What the task asks: Can you print the lines of the material below precisely as they appear, but without the pictures?

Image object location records
^^^^^^^^

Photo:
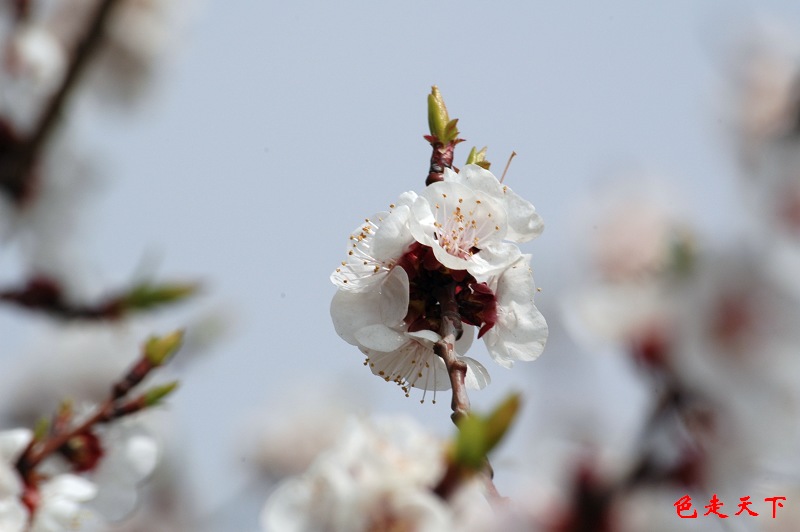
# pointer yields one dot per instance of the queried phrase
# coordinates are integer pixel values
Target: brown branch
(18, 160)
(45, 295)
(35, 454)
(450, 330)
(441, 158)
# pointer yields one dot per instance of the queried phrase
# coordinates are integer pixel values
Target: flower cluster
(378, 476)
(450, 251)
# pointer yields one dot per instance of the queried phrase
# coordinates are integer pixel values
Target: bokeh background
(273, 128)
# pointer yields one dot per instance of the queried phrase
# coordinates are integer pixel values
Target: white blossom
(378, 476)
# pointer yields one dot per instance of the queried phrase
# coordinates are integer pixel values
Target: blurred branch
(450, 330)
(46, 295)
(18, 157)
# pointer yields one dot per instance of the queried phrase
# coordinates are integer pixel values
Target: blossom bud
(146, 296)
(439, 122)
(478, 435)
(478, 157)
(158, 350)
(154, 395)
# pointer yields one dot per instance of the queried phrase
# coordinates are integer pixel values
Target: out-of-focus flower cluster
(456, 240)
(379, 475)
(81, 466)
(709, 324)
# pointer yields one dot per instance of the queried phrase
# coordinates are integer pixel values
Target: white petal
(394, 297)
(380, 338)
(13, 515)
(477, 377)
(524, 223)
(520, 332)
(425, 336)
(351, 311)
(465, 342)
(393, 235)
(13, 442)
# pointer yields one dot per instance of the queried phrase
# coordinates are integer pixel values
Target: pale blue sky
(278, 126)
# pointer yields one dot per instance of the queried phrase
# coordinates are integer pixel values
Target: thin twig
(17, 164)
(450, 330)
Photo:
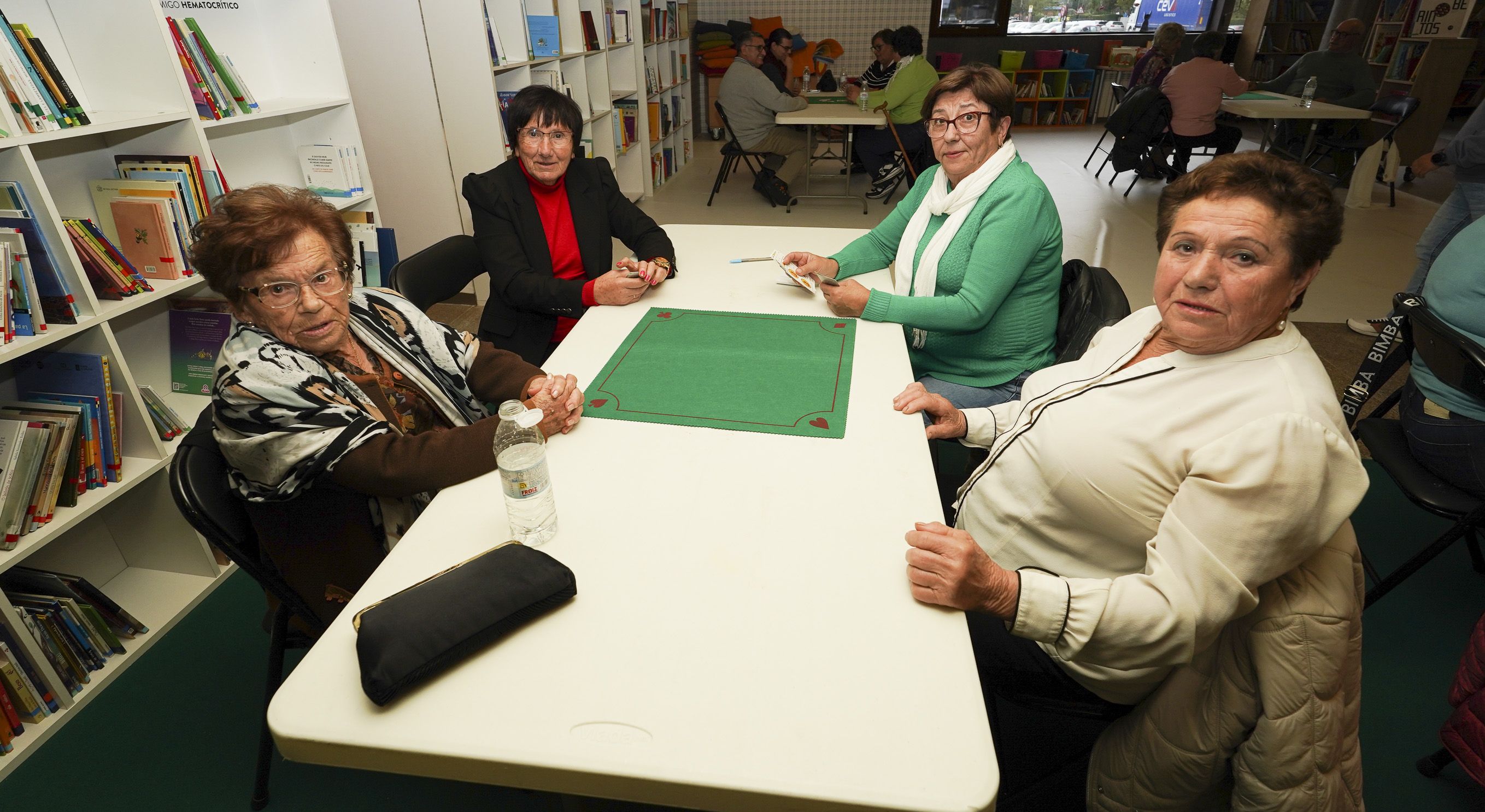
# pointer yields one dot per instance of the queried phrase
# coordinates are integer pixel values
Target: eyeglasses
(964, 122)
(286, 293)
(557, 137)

^^^^^^^^

Correct answer:
Photo:
# pointer yields one dot per instance of the queried phrase
# coordinates are integer pixel values
Target: brown branch
(18, 160)
(45, 295)
(35, 454)
(450, 330)
(441, 158)
# pointer yields one dot per instance of the queried phrase
# coordinates are integer pixel values
Target: flower cluster
(378, 476)
(450, 251)
# pointer yields one dot per instance of the queried phrase
# coordinates are integer pixel values
Target: bokeh background
(273, 128)
# pointer yields one dot per instance of the queried phrase
# coordinates are integer pixel values
Target: white blossom
(378, 476)
# pointer yields one dot per instance of the queried phrase
# coordinates are integer pixel values
Target: blurred branch
(450, 330)
(46, 295)
(18, 157)
# pointer yields one dot per instance of the queried phrase
# coordinates are integer pixel values
Target: blossom bud
(146, 296)
(439, 122)
(478, 435)
(478, 157)
(158, 350)
(154, 395)
# pointer yields one dot per instance of the queried phrase
# coordinates are integer pixel values
Target: out-of-focus flower cluster
(456, 240)
(379, 475)
(81, 466)
(709, 324)
# pointer yields one dot per instance of the queried phrase
# coordinates are integer pixel values
Target: white petal
(394, 297)
(380, 338)
(13, 515)
(477, 377)
(524, 223)
(520, 332)
(425, 336)
(351, 311)
(465, 342)
(393, 235)
(13, 442)
# pointer yields one dot per instance of the queried phrase
# coordinates are integer pixel values
Target: pale blue sky
(278, 126)
# pointer yields one dot per instance of the queried phrase
# coordinates are integer pixel values
Target: thin twig
(17, 164)
(450, 330)
Photo:
# pointer yields one dot per instance of the queried phrase
# coordinates are integer pixel values
Target: eyeglasses
(964, 122)
(286, 293)
(557, 137)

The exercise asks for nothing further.